Please retype every entry below, keeping it exactly the same.

## Dataset entries
=== Begin Enclosure ===
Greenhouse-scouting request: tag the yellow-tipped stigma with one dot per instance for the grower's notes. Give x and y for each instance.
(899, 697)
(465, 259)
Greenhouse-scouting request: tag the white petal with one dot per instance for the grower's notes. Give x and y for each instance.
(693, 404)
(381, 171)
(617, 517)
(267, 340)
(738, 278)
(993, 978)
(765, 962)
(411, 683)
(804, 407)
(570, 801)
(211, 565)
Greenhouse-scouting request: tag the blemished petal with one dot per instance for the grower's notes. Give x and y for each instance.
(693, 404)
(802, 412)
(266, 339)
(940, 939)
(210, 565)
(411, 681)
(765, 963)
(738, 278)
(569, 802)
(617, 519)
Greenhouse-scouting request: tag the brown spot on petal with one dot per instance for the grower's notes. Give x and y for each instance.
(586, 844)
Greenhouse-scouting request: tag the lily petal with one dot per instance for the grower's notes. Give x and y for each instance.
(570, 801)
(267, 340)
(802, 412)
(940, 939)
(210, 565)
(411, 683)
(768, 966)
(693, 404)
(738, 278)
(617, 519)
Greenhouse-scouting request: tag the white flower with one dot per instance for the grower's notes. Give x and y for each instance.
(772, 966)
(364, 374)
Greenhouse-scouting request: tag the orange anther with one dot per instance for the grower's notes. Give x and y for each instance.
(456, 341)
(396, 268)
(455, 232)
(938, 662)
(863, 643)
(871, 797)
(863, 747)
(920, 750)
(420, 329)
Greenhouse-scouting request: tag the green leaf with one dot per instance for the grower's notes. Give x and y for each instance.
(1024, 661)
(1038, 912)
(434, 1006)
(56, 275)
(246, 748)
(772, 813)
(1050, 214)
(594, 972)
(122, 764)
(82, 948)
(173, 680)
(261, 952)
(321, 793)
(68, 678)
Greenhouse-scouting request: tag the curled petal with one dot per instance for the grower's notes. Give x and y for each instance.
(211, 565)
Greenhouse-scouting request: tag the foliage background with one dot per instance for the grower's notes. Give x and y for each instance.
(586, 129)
=== End Enclosure ===
## RESPONSE
Greenhouse-scouting request: tag the yellow-tipped stigma with one dot per instance for the grower's notes. Give x and y for each instance.
(899, 697)
(465, 259)
Greenhouse-scouting request: tag the white petal with one dot per instance for the grower's notes. Give x and y for each instance.
(693, 404)
(381, 171)
(617, 517)
(267, 340)
(738, 278)
(993, 978)
(765, 962)
(411, 683)
(804, 407)
(570, 801)
(211, 565)
Greenhouse-scouting request: tag the blemished petal with one dot per instance for the grower's notes. Give x and y for each instance.
(693, 404)
(802, 412)
(266, 339)
(940, 939)
(210, 565)
(411, 681)
(765, 963)
(738, 278)
(569, 802)
(617, 519)
Greenhouse-scouting request: tag the brown spot on petal with one dot per instance for the grower's notes. Give x and y for each instance.
(586, 844)
Greenhouse-scouting request: tag the lily petal with one dot per instance for the grower's notes. Give x and y for each instance.
(570, 801)
(267, 340)
(802, 412)
(940, 939)
(210, 565)
(411, 683)
(768, 966)
(693, 404)
(738, 278)
(617, 519)
Greenhouse-scouting request: tag the white flower with one dot per instance for the grower's notes. Give x and y for each instance.
(772, 966)
(364, 374)
Greenhouse-scouting request: tag the orange anther with one dot per instance for the grower's notes. Give x and y for each instance.
(456, 341)
(396, 268)
(455, 232)
(938, 662)
(863, 643)
(871, 797)
(863, 747)
(920, 750)
(420, 329)
Greenhouse-scouting request: tag the green leaf with one dot per instance for the grower's notes. Give x and y for each instance.
(1024, 661)
(1038, 912)
(434, 1006)
(56, 275)
(246, 748)
(772, 813)
(1050, 214)
(594, 972)
(122, 764)
(82, 948)
(173, 680)
(261, 952)
(321, 793)
(68, 678)
Greenhouse-scouting request: tag the curled petal with one dot per instance for the grower's notes. Give x and y for each instance.
(211, 565)
Greenhouse-scouting request: tag the foliage background with one dot per instance for the grower's notes. Give x and y for each instance.
(586, 129)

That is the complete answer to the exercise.